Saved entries

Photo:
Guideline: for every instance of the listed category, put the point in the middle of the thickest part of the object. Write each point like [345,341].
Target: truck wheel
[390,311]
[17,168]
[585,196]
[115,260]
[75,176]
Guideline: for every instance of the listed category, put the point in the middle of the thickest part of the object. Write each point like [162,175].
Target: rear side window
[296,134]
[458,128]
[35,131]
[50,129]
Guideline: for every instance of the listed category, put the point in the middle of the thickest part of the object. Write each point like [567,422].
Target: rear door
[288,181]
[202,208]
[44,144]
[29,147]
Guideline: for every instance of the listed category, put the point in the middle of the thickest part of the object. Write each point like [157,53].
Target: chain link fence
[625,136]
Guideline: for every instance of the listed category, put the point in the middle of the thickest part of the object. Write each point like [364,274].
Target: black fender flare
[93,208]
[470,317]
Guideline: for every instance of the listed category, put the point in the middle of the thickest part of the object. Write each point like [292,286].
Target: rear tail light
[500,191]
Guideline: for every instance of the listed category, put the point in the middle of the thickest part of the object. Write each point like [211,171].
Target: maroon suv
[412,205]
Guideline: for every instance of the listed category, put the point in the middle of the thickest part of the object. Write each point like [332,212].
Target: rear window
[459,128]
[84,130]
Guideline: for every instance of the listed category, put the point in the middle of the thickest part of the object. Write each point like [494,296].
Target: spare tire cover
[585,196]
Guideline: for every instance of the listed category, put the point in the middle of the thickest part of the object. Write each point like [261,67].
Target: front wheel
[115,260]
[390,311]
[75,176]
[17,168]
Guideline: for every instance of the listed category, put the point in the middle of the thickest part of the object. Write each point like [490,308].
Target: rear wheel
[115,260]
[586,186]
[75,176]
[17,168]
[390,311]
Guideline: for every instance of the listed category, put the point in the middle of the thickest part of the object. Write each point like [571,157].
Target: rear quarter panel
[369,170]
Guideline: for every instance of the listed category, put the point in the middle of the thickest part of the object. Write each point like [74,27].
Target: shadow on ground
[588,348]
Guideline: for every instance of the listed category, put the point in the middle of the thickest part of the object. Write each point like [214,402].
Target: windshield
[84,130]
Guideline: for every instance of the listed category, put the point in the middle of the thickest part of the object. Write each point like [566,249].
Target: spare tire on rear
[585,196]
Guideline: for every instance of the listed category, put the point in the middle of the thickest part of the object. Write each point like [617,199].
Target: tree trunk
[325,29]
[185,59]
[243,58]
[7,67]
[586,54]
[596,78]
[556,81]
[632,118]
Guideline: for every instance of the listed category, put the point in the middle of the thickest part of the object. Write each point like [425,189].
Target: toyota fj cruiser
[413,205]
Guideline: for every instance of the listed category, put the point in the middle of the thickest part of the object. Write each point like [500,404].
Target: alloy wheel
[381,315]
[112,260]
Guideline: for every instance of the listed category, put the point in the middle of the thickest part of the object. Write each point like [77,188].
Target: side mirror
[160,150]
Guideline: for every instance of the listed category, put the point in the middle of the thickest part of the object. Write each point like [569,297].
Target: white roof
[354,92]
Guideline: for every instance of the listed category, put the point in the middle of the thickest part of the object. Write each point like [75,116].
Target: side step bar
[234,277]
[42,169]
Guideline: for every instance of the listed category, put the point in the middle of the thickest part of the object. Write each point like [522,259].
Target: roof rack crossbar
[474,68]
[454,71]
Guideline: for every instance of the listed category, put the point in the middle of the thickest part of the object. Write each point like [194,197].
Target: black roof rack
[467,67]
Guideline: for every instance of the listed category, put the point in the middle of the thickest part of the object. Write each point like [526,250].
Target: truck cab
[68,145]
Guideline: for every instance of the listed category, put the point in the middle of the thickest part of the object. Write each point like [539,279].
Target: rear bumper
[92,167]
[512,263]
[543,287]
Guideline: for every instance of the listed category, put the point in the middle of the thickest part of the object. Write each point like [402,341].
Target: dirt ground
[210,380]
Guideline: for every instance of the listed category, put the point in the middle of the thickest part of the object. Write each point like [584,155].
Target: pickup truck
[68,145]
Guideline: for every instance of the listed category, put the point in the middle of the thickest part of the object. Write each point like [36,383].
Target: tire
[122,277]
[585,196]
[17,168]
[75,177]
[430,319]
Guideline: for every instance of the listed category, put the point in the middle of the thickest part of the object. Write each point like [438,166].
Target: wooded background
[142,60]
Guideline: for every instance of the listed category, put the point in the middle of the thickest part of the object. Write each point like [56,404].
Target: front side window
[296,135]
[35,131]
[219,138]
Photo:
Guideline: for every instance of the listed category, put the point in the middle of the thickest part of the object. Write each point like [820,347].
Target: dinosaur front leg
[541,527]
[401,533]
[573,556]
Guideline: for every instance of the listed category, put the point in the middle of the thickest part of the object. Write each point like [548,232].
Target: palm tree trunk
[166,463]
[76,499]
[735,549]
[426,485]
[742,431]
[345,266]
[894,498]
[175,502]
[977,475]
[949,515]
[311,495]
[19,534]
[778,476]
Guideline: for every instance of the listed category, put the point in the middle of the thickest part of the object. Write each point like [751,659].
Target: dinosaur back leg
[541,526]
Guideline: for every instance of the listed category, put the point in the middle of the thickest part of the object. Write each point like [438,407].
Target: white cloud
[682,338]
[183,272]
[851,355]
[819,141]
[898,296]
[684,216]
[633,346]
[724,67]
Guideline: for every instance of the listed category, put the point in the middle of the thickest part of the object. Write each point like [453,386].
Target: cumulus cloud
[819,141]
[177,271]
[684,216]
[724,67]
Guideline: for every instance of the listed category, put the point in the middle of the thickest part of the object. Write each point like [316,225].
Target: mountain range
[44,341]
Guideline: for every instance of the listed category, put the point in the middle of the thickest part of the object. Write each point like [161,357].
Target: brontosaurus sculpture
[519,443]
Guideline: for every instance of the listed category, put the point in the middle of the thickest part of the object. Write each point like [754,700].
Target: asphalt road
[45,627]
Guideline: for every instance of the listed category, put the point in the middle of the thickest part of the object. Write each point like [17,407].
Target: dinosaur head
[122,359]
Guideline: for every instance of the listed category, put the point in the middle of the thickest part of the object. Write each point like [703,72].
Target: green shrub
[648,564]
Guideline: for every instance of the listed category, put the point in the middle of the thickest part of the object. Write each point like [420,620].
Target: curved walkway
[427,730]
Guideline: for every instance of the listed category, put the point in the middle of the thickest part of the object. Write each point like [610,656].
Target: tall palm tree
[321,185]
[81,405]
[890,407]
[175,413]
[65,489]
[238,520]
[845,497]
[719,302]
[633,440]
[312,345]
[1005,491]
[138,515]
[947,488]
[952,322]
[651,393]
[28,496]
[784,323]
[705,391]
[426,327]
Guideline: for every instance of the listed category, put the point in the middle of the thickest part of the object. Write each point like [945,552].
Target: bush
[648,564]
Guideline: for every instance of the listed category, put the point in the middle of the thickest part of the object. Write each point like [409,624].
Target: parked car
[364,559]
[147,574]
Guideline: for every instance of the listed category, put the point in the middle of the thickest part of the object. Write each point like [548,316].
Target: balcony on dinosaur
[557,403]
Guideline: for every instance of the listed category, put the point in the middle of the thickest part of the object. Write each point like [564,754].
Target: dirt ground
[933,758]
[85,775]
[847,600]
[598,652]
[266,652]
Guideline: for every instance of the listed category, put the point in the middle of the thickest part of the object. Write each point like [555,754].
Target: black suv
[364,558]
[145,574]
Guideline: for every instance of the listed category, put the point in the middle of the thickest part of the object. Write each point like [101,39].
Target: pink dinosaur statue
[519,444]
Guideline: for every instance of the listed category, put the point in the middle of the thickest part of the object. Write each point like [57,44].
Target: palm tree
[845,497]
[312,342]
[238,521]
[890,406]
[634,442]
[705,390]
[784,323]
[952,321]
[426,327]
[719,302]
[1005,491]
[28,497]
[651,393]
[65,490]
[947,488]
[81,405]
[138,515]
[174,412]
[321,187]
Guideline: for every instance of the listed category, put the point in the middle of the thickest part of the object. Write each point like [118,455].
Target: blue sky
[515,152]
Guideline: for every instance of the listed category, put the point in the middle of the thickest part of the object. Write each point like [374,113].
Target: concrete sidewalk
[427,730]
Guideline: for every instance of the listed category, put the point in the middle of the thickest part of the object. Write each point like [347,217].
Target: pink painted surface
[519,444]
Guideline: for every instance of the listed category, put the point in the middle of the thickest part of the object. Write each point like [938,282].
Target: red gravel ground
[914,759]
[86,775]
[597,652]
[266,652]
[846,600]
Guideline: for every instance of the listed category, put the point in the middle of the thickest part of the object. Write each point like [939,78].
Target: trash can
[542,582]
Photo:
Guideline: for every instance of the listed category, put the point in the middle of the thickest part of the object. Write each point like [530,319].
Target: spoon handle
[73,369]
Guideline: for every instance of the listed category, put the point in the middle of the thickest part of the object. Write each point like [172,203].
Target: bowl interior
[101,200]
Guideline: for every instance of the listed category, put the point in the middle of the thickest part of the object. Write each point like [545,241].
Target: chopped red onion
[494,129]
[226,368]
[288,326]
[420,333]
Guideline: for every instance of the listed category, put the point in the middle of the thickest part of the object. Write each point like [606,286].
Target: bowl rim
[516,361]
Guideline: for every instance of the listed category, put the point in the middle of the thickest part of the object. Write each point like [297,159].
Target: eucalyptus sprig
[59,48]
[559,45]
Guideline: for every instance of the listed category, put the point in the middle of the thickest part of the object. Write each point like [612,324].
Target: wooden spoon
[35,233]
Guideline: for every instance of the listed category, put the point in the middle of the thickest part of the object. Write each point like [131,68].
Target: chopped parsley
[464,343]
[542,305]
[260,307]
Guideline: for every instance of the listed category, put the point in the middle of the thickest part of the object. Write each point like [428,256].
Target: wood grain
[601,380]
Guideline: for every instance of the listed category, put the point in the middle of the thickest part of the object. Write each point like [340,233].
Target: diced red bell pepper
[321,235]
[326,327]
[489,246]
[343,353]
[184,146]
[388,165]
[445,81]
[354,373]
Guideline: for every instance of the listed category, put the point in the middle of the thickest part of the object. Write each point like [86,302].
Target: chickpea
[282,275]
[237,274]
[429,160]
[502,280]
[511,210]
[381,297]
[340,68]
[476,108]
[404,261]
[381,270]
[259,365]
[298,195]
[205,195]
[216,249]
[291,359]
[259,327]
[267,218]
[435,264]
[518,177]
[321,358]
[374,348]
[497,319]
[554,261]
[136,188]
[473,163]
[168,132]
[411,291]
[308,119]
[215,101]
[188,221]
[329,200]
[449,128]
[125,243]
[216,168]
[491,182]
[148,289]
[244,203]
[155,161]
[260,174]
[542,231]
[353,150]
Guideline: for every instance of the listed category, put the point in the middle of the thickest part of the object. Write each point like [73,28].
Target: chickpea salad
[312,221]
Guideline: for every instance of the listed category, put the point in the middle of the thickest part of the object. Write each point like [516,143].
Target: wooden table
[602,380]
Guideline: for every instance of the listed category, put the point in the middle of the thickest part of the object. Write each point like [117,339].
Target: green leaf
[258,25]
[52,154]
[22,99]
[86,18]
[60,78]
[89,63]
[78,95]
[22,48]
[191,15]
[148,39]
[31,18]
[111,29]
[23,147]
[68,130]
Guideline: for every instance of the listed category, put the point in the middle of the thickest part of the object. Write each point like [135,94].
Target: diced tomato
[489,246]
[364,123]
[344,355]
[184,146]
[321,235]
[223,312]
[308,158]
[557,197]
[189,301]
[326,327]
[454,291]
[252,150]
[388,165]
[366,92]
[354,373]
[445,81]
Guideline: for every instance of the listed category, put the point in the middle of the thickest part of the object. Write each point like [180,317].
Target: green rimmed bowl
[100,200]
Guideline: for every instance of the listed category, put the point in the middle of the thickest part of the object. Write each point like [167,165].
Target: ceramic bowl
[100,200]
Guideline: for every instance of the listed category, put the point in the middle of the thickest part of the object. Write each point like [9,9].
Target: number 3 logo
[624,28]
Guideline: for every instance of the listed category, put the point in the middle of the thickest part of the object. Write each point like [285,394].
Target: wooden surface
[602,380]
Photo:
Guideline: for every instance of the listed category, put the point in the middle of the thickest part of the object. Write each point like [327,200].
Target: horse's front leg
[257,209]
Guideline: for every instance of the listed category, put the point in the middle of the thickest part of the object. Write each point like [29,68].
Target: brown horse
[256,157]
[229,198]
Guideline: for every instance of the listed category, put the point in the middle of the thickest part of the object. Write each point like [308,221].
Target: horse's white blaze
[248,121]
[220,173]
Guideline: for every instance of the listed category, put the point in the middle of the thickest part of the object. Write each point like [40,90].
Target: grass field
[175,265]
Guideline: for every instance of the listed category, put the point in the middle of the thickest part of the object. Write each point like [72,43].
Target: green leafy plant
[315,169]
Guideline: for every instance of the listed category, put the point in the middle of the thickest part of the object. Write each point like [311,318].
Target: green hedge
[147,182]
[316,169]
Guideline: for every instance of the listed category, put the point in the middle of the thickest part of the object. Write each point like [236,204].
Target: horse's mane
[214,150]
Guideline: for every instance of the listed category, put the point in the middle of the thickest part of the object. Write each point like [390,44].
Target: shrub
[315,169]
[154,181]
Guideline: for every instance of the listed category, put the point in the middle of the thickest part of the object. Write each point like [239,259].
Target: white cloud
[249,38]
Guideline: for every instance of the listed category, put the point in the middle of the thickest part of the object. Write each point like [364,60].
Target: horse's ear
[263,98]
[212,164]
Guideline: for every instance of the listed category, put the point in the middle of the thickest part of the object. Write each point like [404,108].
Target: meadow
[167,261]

### Task directions
Your answer must consist solely of the lines above between the line holding "point like [569,297]." and the line holding "point like [194,197].", inclusive, copied exactly.

### Expected answer
Guideline: for every instance of the listed category, put the point in the middle of the thickest part of the object. Write each point like [569,297].
Target: white roof
[354,92]
Guideline: for every instance of the listed category, put the point in the middle of the thickest part of the object. Write each point like [75,116].
Target: side step bar
[234,277]
[42,169]
Guideline: for every instance of the listed category, put the point in the middle of the thickest part of the object. Write each point like [522,259].
Target: roof rack crossbar
[474,68]
[454,71]
Guideline: for every instance of the listed category, put the point in the middle of the thickest part of the object. Write each point like [194,197].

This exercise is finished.